CHALLENGE A:
From the thread on the PDE bound, copy the passage starting at "A bound for" and ending at "find such results?".
CHALLENGE B:
In the thread on the PDE bound, which inequality does the answer use after multiplying both sides by u and integrating over Omega?

TEXT BLOCK:
※

A bound for the PDE $\frac{\partial}{\partial t}u=\Delta u+ au$

Question

Consider the following ODE: $$\frac{d}{dt}u(t)=au(t)$$ with $t\geq 0$ and initial value $u(0)=u_0$, then we have $$u(t)=e^{at}u_0.$$ Now if we consider the following PDE $$\frac{\partial}{\partial t}u(t,x)=\Delta u(t,x)+ au(t,x)$$ on a smooth bounded open subset $\Omega\subset\mathbb{R}^N$ and $u=0$ on the boundary $\partial \Omega$. Do we get an estimation of the form $$|u(t)|_{L^2(\Omega)}\leq Me^{\omega t}.$$ If yes how to prove such estimation, or where can I find such results?

Answer 1

Multiplying both sides by $u$ and integrating in $\Omega$, one has $$ \frac{1}{2}\frac{d}{dt}|u(t)|_2^2+\|u(t)\|_2^2=a|u(t)|_2^2. $$ Due to the Poincare Inequality, one attains $$ \frac{1}{2}\frac{d}{dt}|u(t)|_2^2+\lambda_1|u(t)|_2^2\le a|u(t)|_2^2 $$ or $$ \frac{1}{2}\frac{d}{dt}|u(t)|_2^2+(\lambda_1-a)|u(t)|_2^2\le0. $$ Hence $$ |u(t)|_2^2\le |u(0)|_2^2e^{-2(\lambda_1-a)t} $$ or $$ |u(t)|_2\le |u(0)|_2e^{-(\lambda_1-a)t}. $$

※

SOURCE EXCERPT:
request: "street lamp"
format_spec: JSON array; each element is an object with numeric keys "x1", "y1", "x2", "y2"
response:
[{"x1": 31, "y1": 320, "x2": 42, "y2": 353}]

※

COMPLETE ANSWER A:
A bound for the PDE $\frac{\partial}{\partial t}u=\Delta u+ au$

Question

Consider the following ODE: $$\frac{d}{dt}u(t)=au(t)$$ with $t\geq 0$ and initial value $u(0)=u_0$, then we have $$u(t)=e^{at}u_0.$$ Now if we consider the following PDE $$\frac{\partial}{\partial t}u(t,x)=\Delta u(t,x)+ au(t,x)$$ on a smooth bounded open subset $\Omega\subset\mathbb{R}^N$ and $u=0$ on the boundary $\partial \Omega$. Do we get an estimation of the form $$|u(t)|_{L^2(\Omega)}\leq Me^{\omega t}.$$ If yes how to prove such estimation, or where can I find such results?

COMPLETE ANSWER B:
The Poincare Inequality.